- Passage to read:
--

Supercharge your IT asset management program and say, great, we are going to take this opportunity. We are going to work with these cross functional teams, and that’s that ITAM perspective. Information security, also governance risk compliance, they should be your program’s best friend.

You should have a regular cadence. You should be sharing information. You should be aligned with strategy and resourcing and process. What you’re doing, you have to align the basis on the priorities of the program, when you’re planning for your IT asset management, your management system, that should be aligned from various functions.

Next is the Deming cycle. So, in as much as IT asset management and software asset management is governed by a standards body, so ISO 19770 is the software asset management standard. These are all aligned, these international standards, to a cycle of continuous improvement, the Deming cycle. Plan, do, check, act.

The do, check, act, is that iterative loop of we’re executing what we’ve planned. And is this working? Are we measuring things that are demonstrating progress and then taking corrective action to make sure you’re still on track if you’re measuring that you’re off track? So that’s how this works.

--

- Raw data:

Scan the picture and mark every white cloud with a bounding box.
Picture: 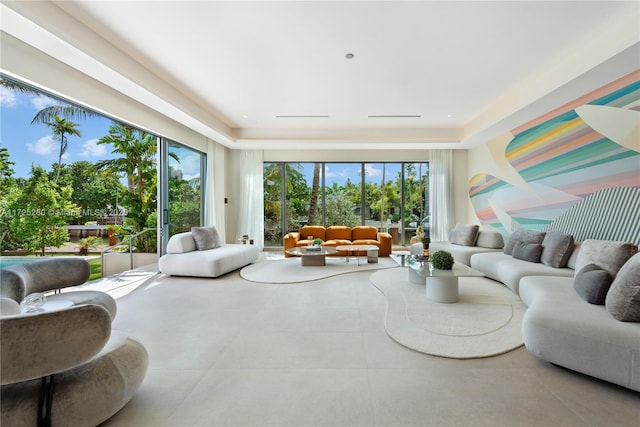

--

- Tasks and exercises:
1. In the passage on IT asset management, which standard is named as the software asset management standard?
2. According to the passage on IT asset management, why does IT asset management follow the Deming cycle?
3. Pick up the passage on IT asset management after its final sentence and continue it.

- Responses to the exercise:
1. ISO 19770.

2. IT asset management and software asset management are governed by a standards body, such as ISO 19770. These international standards are aligned to the Deming cycle, a cycle of continuous improvement: plan, do, check, act.

3.
But we really are focusing in on the plan. So, when we say things like what are you measuring? And your IT asset management program, your management system that is addressing what’s important to your organization. What are those metrics? How do we ensure that those now can also address some of these regulatory or governance compliance risk control frameworks?

How do we make sure that’s aligned? So, what that does is that expands that group of stakeholders or people that are interested or will potentially support the IT asset management program from a risk assessment and risk treatment point of view for governance, risk, and compliance.

We want to make sure that this is aligned to very top levels within the organization that governs risk and compliance team. Are aware and looped in where there is a potential risk. And also this is keeping with this theme that expands the influence and power potentially of the IT asset management function to say, oh, not only do we have a compliance topic here with Salesforce, right? It might be a license risk or a financial risk. We have a regulatory and compliance risk when that happens, that really helps kick into gear that due check act, right? The continuous improvement.

If there is a gap where you say, look, we just failed and missed compliance audit, or FBA came in and they gave us an ECRA level one finding where we are not hitting our financial and regulatory reporting requirements. That needs to live at a very high level within the organization that has to be aligned in lockstep with governance, risk, and compliance.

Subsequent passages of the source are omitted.